*** EXERCISE DATA Section Begins ***
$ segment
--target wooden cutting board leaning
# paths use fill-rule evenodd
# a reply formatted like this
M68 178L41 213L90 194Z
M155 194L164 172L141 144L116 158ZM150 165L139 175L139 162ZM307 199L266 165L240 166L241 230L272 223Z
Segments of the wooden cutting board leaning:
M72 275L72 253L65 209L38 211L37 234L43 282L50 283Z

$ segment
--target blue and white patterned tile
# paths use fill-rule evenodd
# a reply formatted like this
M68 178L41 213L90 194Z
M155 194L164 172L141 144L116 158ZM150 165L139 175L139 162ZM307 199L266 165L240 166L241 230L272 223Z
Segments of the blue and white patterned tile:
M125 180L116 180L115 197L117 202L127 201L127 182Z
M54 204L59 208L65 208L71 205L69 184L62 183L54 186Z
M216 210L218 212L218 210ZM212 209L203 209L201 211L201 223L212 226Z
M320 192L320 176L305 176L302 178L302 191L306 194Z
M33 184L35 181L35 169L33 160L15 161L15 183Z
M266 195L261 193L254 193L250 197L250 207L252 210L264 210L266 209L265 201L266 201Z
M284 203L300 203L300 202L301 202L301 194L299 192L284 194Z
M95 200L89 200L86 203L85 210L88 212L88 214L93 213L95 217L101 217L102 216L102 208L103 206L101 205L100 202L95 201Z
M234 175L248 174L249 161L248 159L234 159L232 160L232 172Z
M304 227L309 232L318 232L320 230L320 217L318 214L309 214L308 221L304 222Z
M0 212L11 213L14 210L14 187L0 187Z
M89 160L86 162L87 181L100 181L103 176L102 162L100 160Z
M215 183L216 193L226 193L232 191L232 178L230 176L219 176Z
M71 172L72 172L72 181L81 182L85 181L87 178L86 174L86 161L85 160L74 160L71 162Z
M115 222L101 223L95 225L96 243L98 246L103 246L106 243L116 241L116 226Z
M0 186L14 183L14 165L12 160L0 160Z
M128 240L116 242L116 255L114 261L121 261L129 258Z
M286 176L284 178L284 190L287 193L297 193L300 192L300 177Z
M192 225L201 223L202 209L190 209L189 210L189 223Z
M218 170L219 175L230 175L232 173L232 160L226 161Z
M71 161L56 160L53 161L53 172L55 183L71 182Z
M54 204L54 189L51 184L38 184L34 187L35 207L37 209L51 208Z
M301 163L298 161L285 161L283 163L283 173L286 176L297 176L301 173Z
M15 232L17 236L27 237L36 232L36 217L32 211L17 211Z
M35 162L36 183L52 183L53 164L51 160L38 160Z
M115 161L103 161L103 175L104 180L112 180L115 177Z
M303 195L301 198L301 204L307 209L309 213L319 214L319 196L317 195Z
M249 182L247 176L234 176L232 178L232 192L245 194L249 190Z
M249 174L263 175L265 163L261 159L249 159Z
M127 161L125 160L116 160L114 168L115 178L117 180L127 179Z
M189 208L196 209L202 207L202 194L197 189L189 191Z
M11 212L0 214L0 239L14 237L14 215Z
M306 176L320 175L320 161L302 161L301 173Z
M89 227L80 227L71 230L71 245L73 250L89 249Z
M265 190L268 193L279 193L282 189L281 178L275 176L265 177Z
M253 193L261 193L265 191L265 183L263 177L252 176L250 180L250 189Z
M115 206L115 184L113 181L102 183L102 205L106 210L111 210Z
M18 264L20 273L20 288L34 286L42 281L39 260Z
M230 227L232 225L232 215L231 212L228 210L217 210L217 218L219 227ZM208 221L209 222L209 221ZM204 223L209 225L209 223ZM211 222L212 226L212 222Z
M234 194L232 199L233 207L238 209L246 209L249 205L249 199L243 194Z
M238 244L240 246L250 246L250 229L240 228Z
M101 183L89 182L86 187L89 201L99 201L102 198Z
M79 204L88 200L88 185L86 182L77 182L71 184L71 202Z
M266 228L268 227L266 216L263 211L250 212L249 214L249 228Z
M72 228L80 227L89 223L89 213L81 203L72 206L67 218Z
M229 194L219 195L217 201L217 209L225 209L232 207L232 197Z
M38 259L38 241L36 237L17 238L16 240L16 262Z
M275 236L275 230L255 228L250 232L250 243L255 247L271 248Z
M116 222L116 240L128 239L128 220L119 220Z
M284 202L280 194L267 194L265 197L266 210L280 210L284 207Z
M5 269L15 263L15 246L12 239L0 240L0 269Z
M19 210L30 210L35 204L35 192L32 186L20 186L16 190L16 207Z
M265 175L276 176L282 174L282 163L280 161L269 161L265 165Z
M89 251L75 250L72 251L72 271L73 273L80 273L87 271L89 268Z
*** EXERCISE DATA Section Ends ***
◆ WORK TO BE COMPLETED
The complete material should be output once more, word for word.

◆ WRITTEN SOLUTION
$ segment
--target wooden cutting board leaning
# paths use fill-rule evenodd
# a reply formatted like this
M68 178L41 213L90 194Z
M155 194L164 172L141 144L116 158ZM150 165L139 175L139 162ZM307 199L266 165L240 166L241 230L272 223Z
Segments of the wooden cutting board leaning:
M72 275L72 253L65 209L38 211L37 234L43 282L50 283Z

$ segment
--target blue and white patterned tile
# paths use fill-rule evenodd
# a reply formatted like this
M68 178L41 213L90 194Z
M155 194L164 172L141 144L116 158ZM150 165L139 175L139 162ZM307 199L266 165L240 166L241 230L272 223Z
Segments of the blue and white patterned tile:
M125 180L116 180L115 197L117 202L127 201L127 182Z
M54 204L59 208L65 208L71 205L69 184L62 183L54 186Z
M216 210L218 212L218 210ZM212 209L203 209L201 211L201 223L212 226Z
M320 192L320 176L305 176L302 178L302 191L306 194Z
M33 184L35 181L35 169L33 160L15 161L15 183Z
M266 195L261 193L254 193L250 197L250 207L252 210L264 210L266 209L265 201L266 201Z
M284 203L300 203L300 202L301 202L301 194L299 192L284 194Z
M95 200L89 200L86 203L85 210L88 212L88 214L93 213L95 217L101 217L102 216L102 208L103 206L101 205L100 202L95 201Z
M234 175L248 174L249 161L248 159L234 159L232 160L232 172Z
M304 227L309 232L318 232L320 230L320 217L318 214L309 214L308 221L304 222Z
M0 212L11 213L14 210L14 187L0 187Z
M89 160L86 162L87 181L100 181L103 176L102 162L100 160Z
M215 183L216 193L226 193L232 191L232 178L230 176L219 176Z
M71 172L72 172L72 181L81 182L85 181L87 178L86 174L86 161L85 160L74 160L71 162Z
M115 222L101 223L95 225L96 243L98 246L103 246L106 243L116 241L116 226Z
M0 186L14 183L14 165L12 160L0 160Z
M128 240L116 242L116 255L114 261L121 261L129 258Z
M286 176L284 178L284 190L287 193L297 193L300 192L300 177Z
M192 225L201 223L202 209L190 209L189 210L189 223Z
M218 170L219 175L230 175L232 173L232 160L226 161Z
M71 161L56 160L53 161L53 172L55 183L71 182Z
M54 204L54 189L51 184L38 184L34 187L35 207L37 209L51 208Z
M301 163L298 161L285 161L283 163L283 173L286 176L297 176L301 173Z
M15 232L17 236L27 237L36 232L36 217L32 211L17 211Z
M35 162L36 183L52 183L53 164L51 160L38 160Z
M115 161L103 161L103 175L104 180L112 180L115 177Z
M303 195L301 198L301 204L307 209L309 213L319 214L319 196L317 195Z
M249 182L247 176L234 176L232 178L232 192L245 194L249 190Z
M249 174L263 175L265 163L261 159L249 159Z
M127 161L125 160L116 160L114 168L115 178L117 180L127 179Z
M189 208L196 209L202 207L202 194L197 189L189 191Z
M11 212L0 214L0 239L14 237L14 215Z
M306 176L320 175L320 161L302 161L301 173Z
M89 227L80 227L71 230L71 245L73 250L89 249Z
M265 190L268 193L279 193L282 189L281 178L275 176L265 177Z
M253 193L261 193L265 191L265 183L263 177L252 176L250 180L250 189Z
M115 206L115 184L113 181L102 183L102 205L106 210L111 210Z
M18 264L20 273L20 288L34 286L42 281L39 260Z
M230 227L232 225L232 215L231 212L228 210L217 210L217 218L219 227ZM208 221L209 222L209 221ZM204 223L209 225L209 223ZM211 222L212 226L212 222Z
M234 194L232 199L233 207L238 209L246 209L249 205L249 199L243 194Z
M238 244L240 246L250 246L250 229L240 228Z
M101 183L89 182L86 187L89 201L99 201L102 198Z
M79 204L88 200L88 185L86 182L77 182L71 184L71 202Z
M266 228L268 227L266 216L263 211L250 212L249 214L249 228Z
M72 228L80 227L89 223L89 213L81 203L72 206L67 218Z
M229 194L219 195L217 201L217 209L225 209L232 207L232 197Z
M38 259L38 241L36 237L17 238L16 240L16 262Z
M275 236L275 230L255 228L250 232L250 243L255 247L271 248Z
M116 222L116 240L128 239L128 220L119 220Z
M284 202L280 194L267 194L265 197L266 210L280 210L284 207Z
M5 269L15 263L15 246L12 239L0 240L0 269Z
M19 210L30 210L35 204L35 192L32 186L20 186L16 190L16 207Z
M265 175L276 176L282 174L282 163L280 161L269 161L265 165Z
M89 251L75 250L72 251L72 271L73 273L80 273L87 271L89 268Z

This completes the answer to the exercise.